▶ **TASK DETAILS**:
The entries are to be written out word for word, with their images left out.

▶ **DATA**:
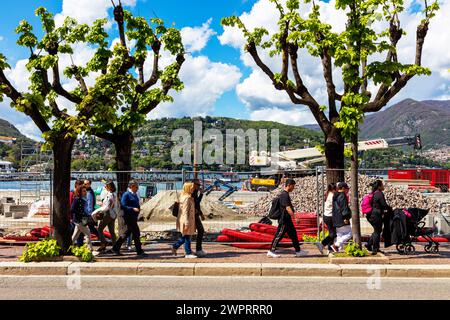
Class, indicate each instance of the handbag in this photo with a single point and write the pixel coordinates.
(175, 207)
(84, 221)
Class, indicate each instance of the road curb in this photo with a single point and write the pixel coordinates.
(222, 269)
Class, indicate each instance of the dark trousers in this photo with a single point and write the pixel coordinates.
(376, 221)
(285, 225)
(186, 240)
(132, 228)
(331, 231)
(200, 232)
(92, 229)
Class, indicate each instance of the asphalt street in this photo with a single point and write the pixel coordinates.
(232, 288)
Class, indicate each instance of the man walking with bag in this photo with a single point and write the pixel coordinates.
(285, 221)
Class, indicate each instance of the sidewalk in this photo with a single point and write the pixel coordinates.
(228, 261)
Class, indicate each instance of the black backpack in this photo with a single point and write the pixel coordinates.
(275, 210)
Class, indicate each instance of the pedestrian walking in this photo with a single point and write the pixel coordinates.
(199, 217)
(328, 219)
(131, 208)
(285, 222)
(109, 208)
(80, 216)
(341, 216)
(186, 220)
(376, 216)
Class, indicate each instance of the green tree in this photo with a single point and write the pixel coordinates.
(58, 127)
(136, 97)
(355, 51)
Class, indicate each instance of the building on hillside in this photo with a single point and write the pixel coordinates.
(6, 167)
(8, 140)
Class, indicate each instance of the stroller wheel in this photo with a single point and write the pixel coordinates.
(401, 248)
(410, 249)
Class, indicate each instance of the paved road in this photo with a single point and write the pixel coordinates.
(175, 288)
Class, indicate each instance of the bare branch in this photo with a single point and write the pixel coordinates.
(166, 86)
(385, 93)
(33, 112)
(118, 16)
(59, 89)
(156, 46)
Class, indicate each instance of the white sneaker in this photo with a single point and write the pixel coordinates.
(271, 254)
(319, 246)
(301, 253)
(200, 253)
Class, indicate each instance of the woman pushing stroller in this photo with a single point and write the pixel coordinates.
(376, 216)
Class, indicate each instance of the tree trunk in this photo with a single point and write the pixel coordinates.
(334, 154)
(356, 228)
(62, 156)
(123, 143)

▶ **EXERCISE SOLUTION**:
Class, indicate each instance of the handbag in this photo with a single point and write the pixel coordinates.
(175, 207)
(84, 221)
Class, indicate each instance of the road curb in this photo with a single point and write the pixel coordinates.
(222, 269)
Class, indicate each instance of the dark trousers in this photo with a single point and write the pixel coordinates.
(376, 221)
(285, 225)
(186, 240)
(132, 228)
(331, 231)
(200, 232)
(92, 229)
Class, indicate each instance of the asphalt street in this photo with a single point and write the pixel coordinates.
(232, 288)
Class, indicate each instance of the man walking with bag in this photo with a single point and write the pixel coordinates.
(285, 221)
Class, indicate each instance of the sidewalk in this photo with a single point and write the pixel coordinates.
(228, 261)
Class, indicate each instance of the black backpack in this photo with a single point and write the pixel coordinates.
(275, 210)
Class, indicate each instance of the pedestrian walking in this photo with a single point and write the pixel coordinates.
(199, 217)
(328, 219)
(131, 208)
(285, 222)
(109, 208)
(80, 216)
(341, 216)
(186, 220)
(376, 216)
Class, indicate each instance of the green tree in this photo with a single point and write the pixel coordinates.
(58, 127)
(136, 97)
(355, 51)
Class, indicate each instance of the building on hillside in this photo with a single point and write the pixel coordinates.
(6, 167)
(8, 140)
Class, indicate each instance of the stroller wheel in this photo with a single point and write the pixel coordinates.
(401, 248)
(410, 249)
Class, indicate each instance of the paved road in this photo with a single point and write the pixel coordinates.
(175, 288)
Class, indicate each instance of the bare branch in this photo with a single point and write the pixel coordinates.
(166, 86)
(385, 93)
(33, 112)
(118, 16)
(59, 89)
(156, 46)
Class, indicate each instance of the white sneaker in this photo with a single point and write the pixel coordinates.
(271, 254)
(319, 246)
(301, 253)
(200, 253)
Class, indicate each instance of the woman pushing stroller in this photo with a single point and write the pixel coordinates.
(376, 216)
Class, indicate each instance of the tree trunk in this photo with a single point and write the pixel coordinates.
(334, 154)
(356, 228)
(62, 156)
(123, 143)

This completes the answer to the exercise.